[ABOUT THIS EXERCISE] A word-for-word restatement of the listing is the only acceptable answer.

[INPUT RECORDS]
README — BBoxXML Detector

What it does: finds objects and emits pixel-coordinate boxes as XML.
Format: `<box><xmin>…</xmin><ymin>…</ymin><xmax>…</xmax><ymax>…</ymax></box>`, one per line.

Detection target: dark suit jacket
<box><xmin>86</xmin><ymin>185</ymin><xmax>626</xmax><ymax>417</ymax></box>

[REPLY TO THE TASK]
README — BBoxXML Detector

What it does: finds objects and emits pixel-coordinate boxes as XML.
Format: `<box><xmin>…</xmin><ymin>…</ymin><xmax>…</xmax><ymax>…</ymax></box>`, one per line.

Detection target: dark suit jacket
<box><xmin>86</xmin><ymin>185</ymin><xmax>626</xmax><ymax>417</ymax></box>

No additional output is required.